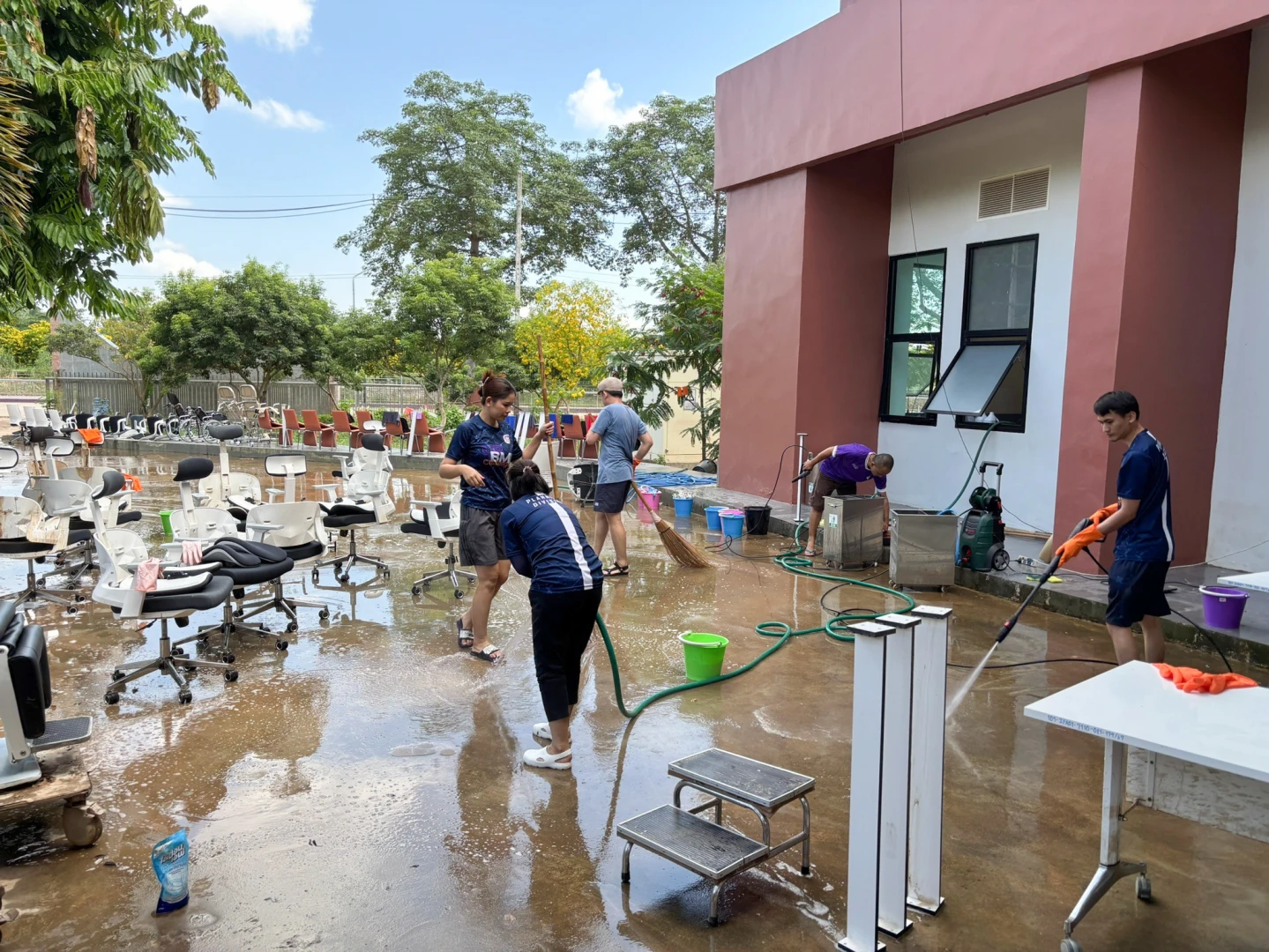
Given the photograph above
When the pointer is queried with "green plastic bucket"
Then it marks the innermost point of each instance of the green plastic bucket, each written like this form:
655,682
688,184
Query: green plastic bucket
702,654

==============================

* **YOUR OBJECTIVE**
Gather every line of the material above that contains the word "plastic".

* **WRITTEN ANSWER**
When the pointer is queried with "green plastic bucket"
Then it marks the innermost point of each instance of the green plastic bucket, each written like this form:
Query: green plastic bucket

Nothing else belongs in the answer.